Document segment
Committed to gomp-4_0-branch in r222285:

commit 74e09b9dbbe43321fb20b0174f926893bf2111bc
Author: tschwinge <tschwinge@138bc75d-0d04-0410-961f-82ee72b054a4>
Date:   Tue Apr 21 20:06:16 2015 +0000

    Add pass_parallelize_loops_oacc_kernels to pass_oacc_kernels
    
    	gcc/
    	* passes.def: Add pass_parallelize_loops_oacc_kernels in pass group
    	pass_oacc_kernels.
    	* tree-parloops.c (create_parallel_loop, gen_parallel_loop): Add
    	function parameters region_entry and bool oacc_kernels_p.  Handle
    	oacc_kernels_p.
    	Call create_parallel_loop with additional args.
    	(parallelize_loops): Add function parameter oacc_kernels_p.  Calculate
    	dominance info.  Skip loops that are not in a kernels region. Call
    	gen_parallel_loop with additional args.
    	(pass_parallelize_loops::execute): Call parallelize_loops with false
    	argument.
    	(pass_data_parallelize_loops_oacc_kernels): New pass_data.
    	(class pass_parallelize_loops_oacc_kernels): New pass.
    	(pass_parallelize_loops_oacc_kernels::execute)
    	(make_pass_parallelize_loops_oacc_kernels): New function.
    	* tree-pass.h (make_pass_parallelize_loops_oacc_kernels): Declare.
    
    	gcc/testsuite/
    	* c-c++-common/goacc/kernels-loop-2.c: New test.
    	* c-c++-common/goacc/kernels-loop.c: New test.
    	* c-c++-common/goacc/kernels-loop-n.c: New test.
    	* c-c++-common/goacc/kernels-loop-mod-not-zero.c: New test.
    
    	libgomp/
    	* testsuite/libgomp.oacc-c-c++-common/kernels-loop-2.c: New test.
    	* testsuite/libgomp.oacc-c-c++-common/kernels-loop.c: New test.
    	* testsuite/libgomp.oacc-c-c++-common/kernels-loop-n.c: New test.

Entries supplied
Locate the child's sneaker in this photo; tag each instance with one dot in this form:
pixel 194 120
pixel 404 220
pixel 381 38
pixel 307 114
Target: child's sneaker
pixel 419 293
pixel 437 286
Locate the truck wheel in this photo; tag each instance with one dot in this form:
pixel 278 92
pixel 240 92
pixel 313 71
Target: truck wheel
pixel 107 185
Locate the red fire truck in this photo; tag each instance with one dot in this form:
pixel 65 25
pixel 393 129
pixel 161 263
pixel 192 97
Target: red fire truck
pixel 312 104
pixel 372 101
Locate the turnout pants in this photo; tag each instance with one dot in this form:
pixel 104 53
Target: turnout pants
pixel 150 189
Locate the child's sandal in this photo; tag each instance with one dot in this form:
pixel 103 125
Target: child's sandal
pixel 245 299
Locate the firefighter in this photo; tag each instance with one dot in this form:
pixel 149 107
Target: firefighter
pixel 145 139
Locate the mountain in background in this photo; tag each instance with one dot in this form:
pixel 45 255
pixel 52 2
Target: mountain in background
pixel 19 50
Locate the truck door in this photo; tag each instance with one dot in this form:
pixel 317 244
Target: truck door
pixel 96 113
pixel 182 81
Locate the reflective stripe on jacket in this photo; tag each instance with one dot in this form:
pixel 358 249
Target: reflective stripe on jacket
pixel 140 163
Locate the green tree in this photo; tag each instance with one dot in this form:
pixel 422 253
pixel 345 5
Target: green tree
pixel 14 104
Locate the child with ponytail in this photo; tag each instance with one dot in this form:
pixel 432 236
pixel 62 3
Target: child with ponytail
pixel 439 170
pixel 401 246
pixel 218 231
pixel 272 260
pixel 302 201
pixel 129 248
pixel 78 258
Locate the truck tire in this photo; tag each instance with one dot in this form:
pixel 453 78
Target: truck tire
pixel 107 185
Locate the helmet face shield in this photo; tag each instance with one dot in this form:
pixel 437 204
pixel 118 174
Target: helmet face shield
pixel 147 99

Short exercise
Copy the commit message text word for word, beginning at the words "gcc/testsuite/" and stopping after "testsuite/libgomp.oacc-c-c++-common/kernels-loop.c: New test.".

Task answer
gcc/testsuite/
    	* c-c++-common/goacc/kernels-loop-2.c: New test.
    	* c-c++-common/goacc/kernels-loop.c: New test.
    	* c-c++-common/goacc/kernels-loop-n.c: New test.
    	* c-c++-common/goacc/kernels-loop-mod-not-zero.c: New test.
    
    	libgomp/
    	* testsuite/libgomp.oacc-c-c++-common/kernels-loop-2.c: New test.
    	* testsuite/libgomp.oacc-c-c++-common/kernels-loop.c: New test.